Start of PASSAGE PROVIDED

Saturday, November 23, 2019

November 23, 2019
Republicans are thrashing about, attempting to obscure the obvious, that Trump has committed an impeachable offense.  Among other ploys, they have seized on a statement by Ambassador Sondland to prove that Trump did not propose a corrupt bargain with Ukraine.  Here is Sondland’s testimony: In a September 9 telephone call, Trump said, “I want nothing. I want nothing. I want no quid pro quo. Tell Zelenskiy — President Zelenskiy to do the right thing,[87] ” 
Is “quid pro quo” part of Donald Trump’s usual discourse?  That alone should make one suspicious that the statement was not to be taken as the truth.  Add the fact that the conversation took place after the phone conversation in which Trump asked Zelinsky to give him political dirt (July 25), after the whistleblower’s initial complaint about the call was made known to the White House,[88] and after the whistleblower’s formal complaint was filed (August 12).  The Trump statement was an attempt at coverup by a man who knew he was in trouble.
As to Trump’s statement that he wanted nothing from Zelinsky, recall that, on June 12, he had said this “If somebody called from a country, Norway, [and said] ‘we have information on your opponent' -- oh, I think I'd want to hear it."
In various ways, some factual, some not, Trump’s defenders have argued that there can’t be an offense because Trump wasn’t successful in his attempt at extortion.  A variant of that, and perhaps the ultimate fallback position was adopted by a columnist at The Washington Post, Marc Thiessen.  As with other Trump defenders, consistency is not a consideration.
He complained in 2013  that the Obama administration was “conducting foreign policy by faux pas,” that its actions regarding Syria were “driven not by deliberate strategy but by slips of the tongue. . . There is no plan, no coherence to anything this administration is doing on Syria."[89]   Incompetence was something to be avoided, condemned.  That was then; now presidential incompetence is a good thing, for it provides a defense is against impeachment.
Thiessen quoted another Trump apologist, Lindsey Graham: “What I can tell you about the Trump policy towards the Ukraine is that it was incoherent.  . . . They seem to be incapable of forming a quid pro quo.”  Thiessen added: “Graham may be right. Wednesday’s [November 13] impeachment hearing certainly provided no new evidence that Trump had a coherent strategy to use U.S. security assistance, and the prospect of a presidential meeting, to get Ukraine to investigate his political rivals.”[90]  Apparently a scheme is not improper unless artfully designed and adroitly carried out.
The testimony thus far, according to Thiessen, presumes “that the president knew what he wanted. It’s not clear he did. His handling of Ukraine seemed less the execution of an intelligible plan than a chaotic mishmash of constantly changing urges and demands.”   Does that relieve him of responsibility?  According to the Thiessen theory, yes: “[I]t looks as though the entire Ukraine debacle may be the result less of intent than incompetence. And unfortunately for Democrats, incompetence is not an impeachable offense.”  We might reasonably ask whether one incompetent to carry out so elementary a scheme as conditioning aid on a favor might be incompetent to be president.

End of PASSAGE PROVIDED
Start of DATA LINES

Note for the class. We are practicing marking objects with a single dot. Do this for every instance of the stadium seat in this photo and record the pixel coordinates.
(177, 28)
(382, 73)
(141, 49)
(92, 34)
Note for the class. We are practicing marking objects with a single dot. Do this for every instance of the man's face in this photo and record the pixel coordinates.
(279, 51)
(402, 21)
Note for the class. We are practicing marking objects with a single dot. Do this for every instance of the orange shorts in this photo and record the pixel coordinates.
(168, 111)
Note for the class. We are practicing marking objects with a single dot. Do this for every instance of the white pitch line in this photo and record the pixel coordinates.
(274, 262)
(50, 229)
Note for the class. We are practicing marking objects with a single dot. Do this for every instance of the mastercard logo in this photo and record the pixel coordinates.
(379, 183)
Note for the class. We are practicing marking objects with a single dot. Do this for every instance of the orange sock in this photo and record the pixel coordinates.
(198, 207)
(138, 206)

End of DATA LINES

## DESCRIPTION OF THE TASK
Decide whether each of the following statements agrees with the commentary on impeachment, answering yes or no and quoting the words of the text that settle it.
1. According to Sondland's testimony, the call in which Trump said he wanted no quid pro quo took place on September 9.
2. Thiessen's 2013 complaint about the Obama administration concerned its actions regarding Iran.
3. Lindsey Graham called Trump's policy toward Ukraine incoherent.

## SOLUTION BELOW
1. Yes: "In a September 9 telephone call, Trump said, “I want nothing."
2. No: "its actions regarding Syria were “driven not by deliberate strategy but by slips of the tongue."
3. Yes: "What I can tell you about the Trump policy towards the Ukraine is that it was incoherent."